▶ **REQUIRED WORK**: Every line below must be reproduced exactly. Copy them all.

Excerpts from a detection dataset

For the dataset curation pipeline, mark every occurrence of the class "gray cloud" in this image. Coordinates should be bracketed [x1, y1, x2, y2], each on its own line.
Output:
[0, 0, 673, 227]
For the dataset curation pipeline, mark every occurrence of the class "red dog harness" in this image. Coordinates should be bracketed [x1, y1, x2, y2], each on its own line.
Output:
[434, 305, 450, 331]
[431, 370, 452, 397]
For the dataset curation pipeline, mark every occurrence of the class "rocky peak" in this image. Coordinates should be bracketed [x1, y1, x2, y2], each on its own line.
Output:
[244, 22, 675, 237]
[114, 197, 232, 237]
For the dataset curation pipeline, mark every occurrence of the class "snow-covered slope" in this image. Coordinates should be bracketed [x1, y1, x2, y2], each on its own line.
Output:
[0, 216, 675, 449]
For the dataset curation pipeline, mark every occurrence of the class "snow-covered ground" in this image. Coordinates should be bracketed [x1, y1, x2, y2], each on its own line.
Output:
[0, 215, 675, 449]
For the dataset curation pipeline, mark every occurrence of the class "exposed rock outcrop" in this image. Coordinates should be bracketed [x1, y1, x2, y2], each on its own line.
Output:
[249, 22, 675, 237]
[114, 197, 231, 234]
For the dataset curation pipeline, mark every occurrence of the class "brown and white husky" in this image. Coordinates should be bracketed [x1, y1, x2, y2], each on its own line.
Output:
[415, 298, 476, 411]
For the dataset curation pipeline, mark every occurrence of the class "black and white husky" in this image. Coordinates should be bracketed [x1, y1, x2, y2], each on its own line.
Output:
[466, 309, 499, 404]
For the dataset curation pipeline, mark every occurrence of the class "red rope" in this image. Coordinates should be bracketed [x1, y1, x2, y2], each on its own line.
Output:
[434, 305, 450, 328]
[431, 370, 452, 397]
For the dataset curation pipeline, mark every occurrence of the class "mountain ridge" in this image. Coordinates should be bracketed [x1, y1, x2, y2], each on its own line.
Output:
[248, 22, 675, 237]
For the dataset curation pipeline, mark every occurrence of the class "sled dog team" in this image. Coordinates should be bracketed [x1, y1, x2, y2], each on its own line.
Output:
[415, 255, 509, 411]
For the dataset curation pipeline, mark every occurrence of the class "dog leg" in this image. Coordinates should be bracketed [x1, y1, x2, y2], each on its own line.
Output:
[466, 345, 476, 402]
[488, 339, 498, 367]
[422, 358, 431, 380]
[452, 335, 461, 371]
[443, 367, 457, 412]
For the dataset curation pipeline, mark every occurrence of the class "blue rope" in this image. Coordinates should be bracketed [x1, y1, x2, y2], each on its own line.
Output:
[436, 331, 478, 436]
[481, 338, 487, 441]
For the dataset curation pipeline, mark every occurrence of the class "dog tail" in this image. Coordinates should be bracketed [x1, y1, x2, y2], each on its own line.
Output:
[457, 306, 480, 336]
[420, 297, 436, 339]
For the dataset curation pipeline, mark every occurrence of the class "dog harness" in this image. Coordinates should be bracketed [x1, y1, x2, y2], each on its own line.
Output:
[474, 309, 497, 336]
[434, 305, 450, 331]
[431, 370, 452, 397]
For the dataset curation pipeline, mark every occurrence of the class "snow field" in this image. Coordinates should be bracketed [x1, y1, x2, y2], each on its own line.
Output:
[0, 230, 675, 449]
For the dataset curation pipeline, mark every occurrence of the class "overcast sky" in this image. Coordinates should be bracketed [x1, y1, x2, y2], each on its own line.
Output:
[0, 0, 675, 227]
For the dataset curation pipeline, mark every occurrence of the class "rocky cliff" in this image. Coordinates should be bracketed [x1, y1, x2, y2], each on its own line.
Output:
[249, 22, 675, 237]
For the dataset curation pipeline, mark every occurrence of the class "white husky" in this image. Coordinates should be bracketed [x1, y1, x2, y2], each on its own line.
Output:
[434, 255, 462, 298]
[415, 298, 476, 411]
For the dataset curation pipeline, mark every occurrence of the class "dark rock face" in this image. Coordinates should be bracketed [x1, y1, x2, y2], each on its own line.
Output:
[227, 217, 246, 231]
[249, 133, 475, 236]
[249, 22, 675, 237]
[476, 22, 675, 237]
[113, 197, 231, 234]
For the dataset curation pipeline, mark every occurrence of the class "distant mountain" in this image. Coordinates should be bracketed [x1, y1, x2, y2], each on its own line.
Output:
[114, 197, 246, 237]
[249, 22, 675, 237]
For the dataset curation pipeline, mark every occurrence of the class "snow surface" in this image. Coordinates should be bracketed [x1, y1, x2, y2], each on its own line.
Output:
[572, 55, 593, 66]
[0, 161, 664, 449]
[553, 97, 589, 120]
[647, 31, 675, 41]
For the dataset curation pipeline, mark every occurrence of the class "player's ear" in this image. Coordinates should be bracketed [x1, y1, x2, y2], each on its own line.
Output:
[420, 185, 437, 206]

▶ **CORRECT ANSWER**:
For the dataset curation pipeline, mark every occurrence of the class "gray cloud" in this image. Coordinates should be bracketed [x1, y1, x2, y2], each on its own line.
Output:
[0, 0, 673, 227]
For the dataset curation pipeline, mark every occurrence of the class "red dog harness" in this image. Coordinates should be bracketed [x1, y1, x2, y2], each on its own line.
Output:
[434, 305, 450, 331]
[431, 370, 452, 397]
For the dataset curation pipeline, mark every occurrence of the class "rocky peak" in this image. Coordinates should be bracketed [x1, y1, x2, y2], each on its own line.
Output:
[244, 22, 675, 237]
[114, 197, 232, 237]
For the dataset curation pipeline, mark every occurrence of the class "snow-covered slope" in this image. Coordinates should be bracketed [x1, y1, x2, y2], each on its own line.
Output:
[0, 216, 675, 449]
For the dataset curation pipeline, mark every occurrence of the class "snow-covered ground" in this image. Coordinates should be bracketed [x1, y1, x2, y2], each on its own line.
Output:
[0, 215, 675, 449]
For the dataset curation pipeline, mark every occurrence of the class "exposed rock outcrop" in this image. Coordinates should be bracketed [x1, y1, x2, y2], each on its own line.
Output:
[249, 22, 675, 237]
[114, 197, 231, 234]
For the dataset curation pipeline, mark every occurrence of the class "brown and white husky" in this image. Coordinates should be bracketed [x1, y1, x2, y2], each on its own line.
Output:
[415, 298, 476, 411]
For the dataset curation pipeline, mark every occurrence of the class "black and white husky" in this image. Coordinates should be bracketed [x1, y1, x2, y2], each on its own line.
Output:
[466, 309, 499, 404]
For the dataset curation pipeline, mark every occurrence of the class "red rope" in this image. Coordinates should be bracketed [x1, y1, x2, y2], each on its own line.
Output:
[434, 305, 450, 328]
[431, 370, 452, 397]
For the dataset curation pipeline, mark every occurrence of the class "mountain ridge" in this image. Coordinates should be bracketed [x1, y1, x2, y2], each on its own line.
Output:
[248, 22, 675, 237]
For the dataset curation pipeline, mark every occurrence of the class "sled dog team" in this image. Coordinates should be bracketed [x1, y1, x2, y2], each on its own line.
Output:
[415, 255, 509, 411]
For the dataset curation pipeline, mark every occurrence of the class "dog leg" in this image. Coordinates should be bracketed [x1, y1, x2, y2], each on its own line.
Output:
[466, 345, 476, 402]
[488, 339, 498, 367]
[422, 358, 431, 380]
[452, 335, 461, 371]
[443, 367, 457, 412]
For the dataset curation pipeline, mark every occurrence of the class "blue rope" in this image. Coordinates should be bracketed [x1, y1, x2, y2], each on its own line.
Output:
[436, 331, 478, 436]
[481, 338, 487, 441]
For the dataset curation pipeline, mark every occurrence of the class "dog tail" in this image. Coordinates should be bracketed [x1, y1, x2, y2], each on its own line.
Output:
[457, 306, 480, 336]
[420, 297, 436, 339]
For the dataset curation pipeline, mark every occurrence of the class "dog harness" in this image. Coordinates should be bracketed [x1, y1, x2, y2], each on its own line.
Output:
[474, 309, 497, 336]
[434, 305, 450, 331]
[431, 370, 452, 397]
For the dataset curation pipeline, mark every occurrence of the class "snow field" in this image. Coordinates should be bracketed [x1, y1, x2, y2], each on its own line.
Output:
[0, 230, 675, 449]
For the dataset curation pipeline, mark every occurrence of the class "overcast sky" in this image. Coordinates should be bracketed [x1, y1, x2, y2], each on its own line.
Output:
[0, 0, 675, 227]
For the dataset curation pipeline, mark every occurrence of the class "rocky cliff" in this image. Coordinates should be bracketed [x1, y1, x2, y2], each on its own line.
Output:
[249, 22, 675, 237]
For the dataset curation pipeline, mark every occurrence of the class "white husky" in this image. Coordinates should be bracketed [x1, y1, x2, y2], each on its own line.
Output:
[434, 255, 462, 298]
[415, 298, 476, 411]
For the dataset curation pipeline, mark every occurrence of the class "dark rock face" in this image. Coordinates should be bracketed [x1, y1, x2, y2], each on its own line.
Output:
[227, 217, 246, 231]
[249, 133, 475, 236]
[249, 22, 675, 237]
[476, 22, 675, 237]
[113, 197, 231, 234]
For the dataset curation pipeline, mark every occurrence of the class "distant mountain" in this image. Coordinates should be bracketed [x1, y1, x2, y2], each on its own line.
Output:
[114, 197, 246, 237]
[249, 22, 675, 237]
For the dataset curation pipeline, mark every occurrence of the class "snow surface" in this image. Coordinates should be bracketed [x1, y1, x2, y2], each on its own line.
Output:
[572, 55, 593, 66]
[0, 161, 664, 449]
[553, 97, 589, 120]
[647, 31, 675, 41]
For the dataset curation pipeline, mark every occurrence of the class "player's ear" in this image. Coordinates should be bracketed [x1, y1, x2, y2], each on its own line.
Output:
[420, 185, 437, 206]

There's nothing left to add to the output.